# My New Scarecrow



## Dr. Maniaco (Sep 7, 2012)

I made a new scarecrow today. Don't really know why ... Has nothing to do with my theme this year ... oh well.










I'll add spooky cloth and stuff to it when I set it up.


----------



## Spooky1 (Aug 25, 2008)

If it doesn't fit your theme, do you have a garden he can guard until fall? . No matter what, he looks good.


----------



## RoxyBlue (Oct 6, 2008)

He looks ready to kick some marauding crow butt:jol:


----------



## Hairazor (Mar 13, 2012)

That face is super cool!


----------



## Lunatic (Oct 3, 2006)

Looks great Dr.!
If it doesn't work in your theme you can put it in my yard.


----------



## Dr. Maniaco (Sep 7, 2012)

Thanks guys. Actually, I think I'm going to use him at the front of my yard before anyone gets to the main show ... as an attention getter. I may put an introduction sign with it ...


----------



## kprimm (Mar 14, 2009)

Awesome scarecrow. he doesn't need a theme, every good haunter needs a scarecrow. It's just the way it is.


----------



## Copchick (Apr 10, 2012)

Ooo, I likey! I love the hat. Did you make it or repurpose one?


----------



## DreadKnightswife (Oct 16, 2011)

If you don't need it we are having a cn maze...too bad you live too far away


----------



## Dr. Maniaco (Sep 7, 2012)

▬▬▬▬▬▬

What is asked
**1)** Write out everything from "## kprimm (Mar" down to "(Apr 10, 2012)" in the scarecrow thread, replacing "scarecrow" with "straw man".
**2)** According to the scarecrow thread, where does Dr. Maniaco plan to put the new scarecrow?
**3)** Continue the scarecrow thread from the point where it stops.
The data after this point has nothing to do with the scarecrow thread.

[A run of records]
▬▬▬▬▬▬

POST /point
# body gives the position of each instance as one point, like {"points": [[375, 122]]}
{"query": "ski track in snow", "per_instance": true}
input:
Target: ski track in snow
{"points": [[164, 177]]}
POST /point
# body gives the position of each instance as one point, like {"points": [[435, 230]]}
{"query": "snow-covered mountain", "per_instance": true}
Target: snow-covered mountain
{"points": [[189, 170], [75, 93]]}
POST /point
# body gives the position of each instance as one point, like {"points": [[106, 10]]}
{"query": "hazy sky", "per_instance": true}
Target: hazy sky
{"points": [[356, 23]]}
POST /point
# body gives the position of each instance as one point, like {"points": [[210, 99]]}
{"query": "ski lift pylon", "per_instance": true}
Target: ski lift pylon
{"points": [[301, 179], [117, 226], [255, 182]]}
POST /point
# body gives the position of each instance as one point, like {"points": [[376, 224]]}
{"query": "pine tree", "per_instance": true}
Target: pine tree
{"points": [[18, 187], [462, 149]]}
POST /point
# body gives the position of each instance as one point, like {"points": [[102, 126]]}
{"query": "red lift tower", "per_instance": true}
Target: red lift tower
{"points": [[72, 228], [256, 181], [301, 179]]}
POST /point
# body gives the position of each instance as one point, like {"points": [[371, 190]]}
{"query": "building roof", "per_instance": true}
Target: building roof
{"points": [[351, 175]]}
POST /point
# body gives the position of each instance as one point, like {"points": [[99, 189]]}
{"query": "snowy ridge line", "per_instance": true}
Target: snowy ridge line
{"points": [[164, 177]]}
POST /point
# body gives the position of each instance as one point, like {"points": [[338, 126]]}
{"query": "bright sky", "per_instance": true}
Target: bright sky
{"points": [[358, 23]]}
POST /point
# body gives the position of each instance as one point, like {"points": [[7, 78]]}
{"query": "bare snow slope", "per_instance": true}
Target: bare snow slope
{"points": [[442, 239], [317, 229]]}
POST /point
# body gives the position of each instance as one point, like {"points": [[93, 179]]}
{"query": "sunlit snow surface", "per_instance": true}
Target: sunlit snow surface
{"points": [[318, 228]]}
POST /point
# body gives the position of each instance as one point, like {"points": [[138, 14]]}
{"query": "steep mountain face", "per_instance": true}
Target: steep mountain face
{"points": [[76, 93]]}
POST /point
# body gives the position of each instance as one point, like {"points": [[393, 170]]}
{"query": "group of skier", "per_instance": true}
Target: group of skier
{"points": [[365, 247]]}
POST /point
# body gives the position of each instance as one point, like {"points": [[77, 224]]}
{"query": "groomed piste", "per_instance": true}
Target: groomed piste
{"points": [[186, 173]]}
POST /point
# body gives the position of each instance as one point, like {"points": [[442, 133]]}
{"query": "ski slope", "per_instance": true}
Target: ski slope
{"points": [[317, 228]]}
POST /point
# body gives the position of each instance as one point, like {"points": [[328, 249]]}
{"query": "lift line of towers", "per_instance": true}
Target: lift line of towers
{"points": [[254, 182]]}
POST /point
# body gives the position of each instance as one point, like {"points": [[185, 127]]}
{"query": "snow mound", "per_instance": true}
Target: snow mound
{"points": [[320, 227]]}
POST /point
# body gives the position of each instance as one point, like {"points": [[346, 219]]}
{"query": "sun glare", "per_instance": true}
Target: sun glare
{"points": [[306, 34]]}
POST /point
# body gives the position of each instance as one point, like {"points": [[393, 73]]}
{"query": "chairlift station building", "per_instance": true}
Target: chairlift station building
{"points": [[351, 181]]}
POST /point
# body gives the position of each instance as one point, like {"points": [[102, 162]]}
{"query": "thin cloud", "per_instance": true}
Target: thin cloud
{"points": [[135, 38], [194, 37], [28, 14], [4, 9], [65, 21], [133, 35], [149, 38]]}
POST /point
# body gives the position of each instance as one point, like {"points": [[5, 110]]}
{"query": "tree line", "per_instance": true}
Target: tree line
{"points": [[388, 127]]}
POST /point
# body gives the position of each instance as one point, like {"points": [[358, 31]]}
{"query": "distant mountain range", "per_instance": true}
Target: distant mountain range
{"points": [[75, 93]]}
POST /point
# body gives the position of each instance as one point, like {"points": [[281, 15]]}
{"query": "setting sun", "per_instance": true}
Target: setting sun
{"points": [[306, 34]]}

▬▬▬▬▬▬

Answers in order
**1)**
## kprimm (Mar 14, 2009)

Awesome straw man. he doesn't need a theme, every good haunter needs a straw man. It's just the way it is.


----------



## Copchick (Apr 10, 2012)

**2)** At the front of the yard, before anyone reaches the main show, as an attention getter.

**3)**
Copchick said:


> Ooo, I likey! I love the hat. Did you make it or repurpose one?


Actually, it's my Sorting Hat from Harry Potter.


----------



## CreeepyCathy (Mar 28, 2009)

great job on that! Love the face.


----------



## Pumpkin5 (Aug 8, 2010)

:jol: I love him! He looks foreboding and the hangman's noose is ominous......


----------



## Sawtooth Jack (Apr 9, 2011)

Well done! Love the Sorting hat...Huffelpuff, I think not!


----------



## Monk (Aug 26, 2008)

I love that hat!


----------



## byondbzr (Sep 28, 2012)

He looks great!


----------



## Uruk-Hai (Nov 4, 2006)

Looks great!!


----------



## awokennightmare (Jan 31, 2013)

Cool prop! I love the volume!


----------



## fick209 (Aug 31, 2009)

Everybody needs a good scarecrow! Well done!


----------



## smileyface4u23 (Apr 1, 2008)

Looks great!


----------



## strynite (Jul 28, 2013)

Love the scarecrow! Good job.


----------



## Lilly (Jun 13, 2006)

looks cool.


----------



## jdubbya (Nov 6, 2005)

Very nice! Love his face. Maybe set him in the yard for the weeks leading up to Halloween. You can always move him if he doesn't fit with the main theme. I think we have a scaecrow "somewhere" in our display every year. Never seems out of place.


----------



## Dr. Maniaco (Sep 7, 2012)

jdubbya said:


> Maybe set him in the yard for the weeks leading up to Halloween.


Now, I like that idea ... make it a "countdown" sign. I'm going to add this, too. I'm building a pedestal for it, and Dead With Dave said he'd send some promo cards for it.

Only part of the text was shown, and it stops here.